### Input rows
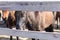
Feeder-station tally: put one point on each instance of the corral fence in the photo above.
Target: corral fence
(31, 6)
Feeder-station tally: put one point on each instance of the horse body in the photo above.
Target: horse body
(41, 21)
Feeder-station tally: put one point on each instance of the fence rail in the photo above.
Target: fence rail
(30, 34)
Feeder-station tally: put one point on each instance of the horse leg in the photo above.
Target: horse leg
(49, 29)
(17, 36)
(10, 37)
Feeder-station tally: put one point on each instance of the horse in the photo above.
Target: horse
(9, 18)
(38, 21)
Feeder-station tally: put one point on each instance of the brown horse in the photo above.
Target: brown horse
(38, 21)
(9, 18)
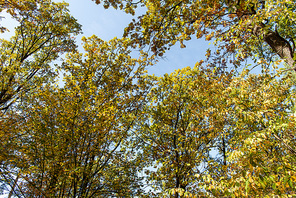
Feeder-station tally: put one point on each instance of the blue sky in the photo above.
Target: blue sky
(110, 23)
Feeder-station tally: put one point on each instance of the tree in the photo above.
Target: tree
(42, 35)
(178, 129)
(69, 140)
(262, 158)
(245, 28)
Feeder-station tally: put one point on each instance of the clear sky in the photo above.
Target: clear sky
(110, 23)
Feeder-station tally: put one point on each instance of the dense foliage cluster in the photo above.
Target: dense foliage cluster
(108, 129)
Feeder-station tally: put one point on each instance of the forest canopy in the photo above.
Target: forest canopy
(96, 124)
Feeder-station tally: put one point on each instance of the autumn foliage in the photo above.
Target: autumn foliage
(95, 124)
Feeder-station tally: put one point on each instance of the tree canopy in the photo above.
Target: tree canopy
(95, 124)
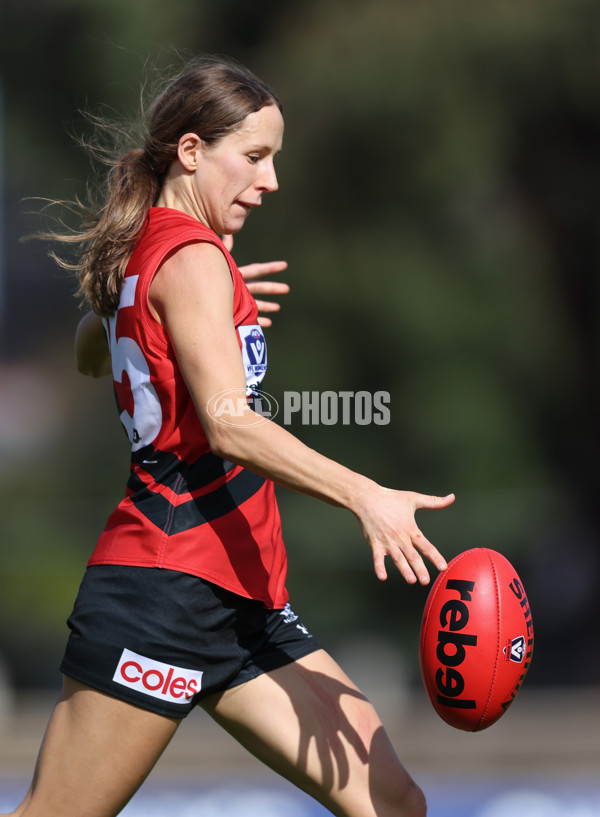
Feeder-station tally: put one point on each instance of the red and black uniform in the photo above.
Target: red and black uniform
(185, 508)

### Problem to work on
Repeat word for word the lines of the data, starting with the line that contains "the horse in the photo above." and continuing through the end of the data. Leave out the pictures.

### Exercise response
Feeder-station tally: put one point on each instance of the horse in the photo above.
Target: horse
(9, 18)
(38, 21)
Feeder-station tally: put one point on each instance of the brown horse in the photo above.
Target: brown horse
(38, 21)
(9, 18)
Feeder-station tally: put one point on each instance of the blue sky in the photo above.
Target: blue sky
(110, 23)
Feeder-station tally: put one point on each instance of the tree in the photo above.
Target: tree
(42, 35)
(178, 129)
(69, 140)
(262, 158)
(245, 28)
Feeder-station tally: put one point on each instance of the clear sky in the photo above.
Target: clear sky
(110, 23)
Feeder-station tally: put one point on each instance of the dense foliage cluster in the photo above.
Target: dense foliage cluster
(108, 129)
Feeder-station tally: put one point on each instance of the forest canopy in the photo above.
Target: forest canopy
(96, 124)
Feeder-station tally: put one point on each instance of the autumn foliage in the photo above.
Target: autumn foliage
(95, 124)
Feeder-station tally: put one point on each instance of the tree canopy in the photo above.
Target: tree canopy
(95, 124)
Feeder-station tally: put one point on each instance of the red and black uniform in the photo above.
Target: red and black uniform
(185, 508)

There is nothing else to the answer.